Tasks and exercises =
#1 Answer these from the management section, one line each:
(a) In what year did Mr. Khanfur earn his Bachelor's degree in Accounting?
(b) What is the name of Ms. Nelson's own company?
(c) Who appoints the officers?
#2 In the management section, translate this sentence into Spanish: "Officers are appointed by the board of directors and serve at the discretion of the board of directors or until their earlier resignation or removal."

Selected text =
□ □ □ □ □

Motasem Khanfur, CFO. Mr. Khanfur has various business experience, including ownership of a grocery store and meat market in Amman, Jordan. In 2015, Mr. Khanfur came to the United States. In July 2017, Mr. Khanfur was engaged by Just Right Products, Inc., in the accounting department. Mr. Khanfur has a Bachelor’s degree in Accounting, from Al-Bayt University in Mafraq, Jordan, earned in 2012. Mr. Khanfur resigned on May 8, 2020.

 

Sarah Nelson, COO and Director. Ms. Nelson has a background in non-profit fundraising, most recently for a youth hockey organization in northern Colorado. Currently, she has her own company, SLN Media Company, which assists small businesses with their social media, marketing and advertising brands. Ms. Nelson has Bachelor of Arts degree in Environmental Design, from Texas A&M University, earned in 1998.

 

32
 

 

Our directors are elected at the annual meeting of the shareholders, with vacancies filled by the Board of Directors, and serve until their successors are elected and qualified, or their earlier resignation or removal. Officers are appointed by the board of directors and serve at the discretion of the board of directors or until their earlier resignation or removal. Any action required can be taken at any annual or special meeting of stockholders of the corporation which may be taken without a meeting, without prior notice and without a vote, if consent of consents in writing setting forth the action so taken, shall be signed by the holders of the outstanding stock having not less than the minimum number of votes that would be necessary to authorize or take such action at a meeting at which all shares entitled to vote thereon were present and voted and shall be delivered to the corporation by delivery to its registered office, its principle place of business, or an officer or agent of the corporation having custody of the book in which the proceedings of meetings are recorded.

□ □ □ □ □

Material provided =
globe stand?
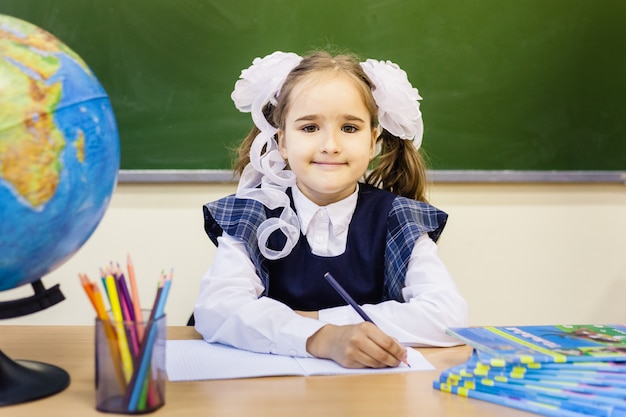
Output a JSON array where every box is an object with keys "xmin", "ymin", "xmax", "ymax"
[
  {"xmin": 0, "ymin": 280, "xmax": 70, "ymax": 407},
  {"xmin": 0, "ymin": 280, "xmax": 65, "ymax": 319},
  {"xmin": 0, "ymin": 350, "xmax": 70, "ymax": 406}
]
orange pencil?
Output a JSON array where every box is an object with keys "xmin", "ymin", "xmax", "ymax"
[
  {"xmin": 78, "ymin": 274, "xmax": 126, "ymax": 392},
  {"xmin": 126, "ymin": 254, "xmax": 143, "ymax": 340}
]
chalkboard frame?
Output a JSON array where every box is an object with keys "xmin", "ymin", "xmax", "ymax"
[{"xmin": 0, "ymin": 0, "xmax": 626, "ymax": 183}]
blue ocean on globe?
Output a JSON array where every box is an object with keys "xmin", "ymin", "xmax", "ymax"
[{"xmin": 0, "ymin": 15, "xmax": 120, "ymax": 291}]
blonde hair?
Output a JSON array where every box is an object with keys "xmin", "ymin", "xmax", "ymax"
[{"xmin": 233, "ymin": 52, "xmax": 427, "ymax": 202}]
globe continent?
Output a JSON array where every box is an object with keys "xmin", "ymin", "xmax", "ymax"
[{"xmin": 0, "ymin": 15, "xmax": 120, "ymax": 291}]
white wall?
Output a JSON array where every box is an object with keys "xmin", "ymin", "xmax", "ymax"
[{"xmin": 0, "ymin": 183, "xmax": 626, "ymax": 325}]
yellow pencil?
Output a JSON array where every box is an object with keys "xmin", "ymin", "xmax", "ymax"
[
  {"xmin": 78, "ymin": 274, "xmax": 127, "ymax": 392},
  {"xmin": 105, "ymin": 275, "xmax": 133, "ymax": 382}
]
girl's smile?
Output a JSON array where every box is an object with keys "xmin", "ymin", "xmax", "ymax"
[{"xmin": 278, "ymin": 73, "xmax": 377, "ymax": 205}]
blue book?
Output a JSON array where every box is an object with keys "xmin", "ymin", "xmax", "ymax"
[
  {"xmin": 433, "ymin": 381, "xmax": 604, "ymax": 417},
  {"xmin": 446, "ymin": 324, "xmax": 626, "ymax": 365}
]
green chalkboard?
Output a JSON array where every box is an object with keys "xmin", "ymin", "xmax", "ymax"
[{"xmin": 0, "ymin": 0, "xmax": 626, "ymax": 171}]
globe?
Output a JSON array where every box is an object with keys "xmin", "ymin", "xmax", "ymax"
[{"xmin": 0, "ymin": 15, "xmax": 120, "ymax": 291}]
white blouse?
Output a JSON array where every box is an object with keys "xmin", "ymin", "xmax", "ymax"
[{"xmin": 194, "ymin": 187, "xmax": 468, "ymax": 356}]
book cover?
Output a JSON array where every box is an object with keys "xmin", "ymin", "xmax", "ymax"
[{"xmin": 446, "ymin": 324, "xmax": 626, "ymax": 365}]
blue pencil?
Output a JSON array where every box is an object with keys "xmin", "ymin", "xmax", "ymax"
[
  {"xmin": 324, "ymin": 272, "xmax": 374, "ymax": 323},
  {"xmin": 126, "ymin": 279, "xmax": 172, "ymax": 411}
]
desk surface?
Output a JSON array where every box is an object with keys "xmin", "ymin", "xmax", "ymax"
[{"xmin": 0, "ymin": 325, "xmax": 535, "ymax": 417}]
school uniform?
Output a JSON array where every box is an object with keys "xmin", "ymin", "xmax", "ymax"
[{"xmin": 194, "ymin": 184, "xmax": 467, "ymax": 356}]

□ □ □ □ □

Solutions in order =
#1
(a) 2012
(b) SLN Media Company
(c) The board of directors

#2 Los ejecutivos son designados por la junta directiva y ejercen sus funciones a discreción de la junta directiva o hasta su renuncia o destitución anticipada.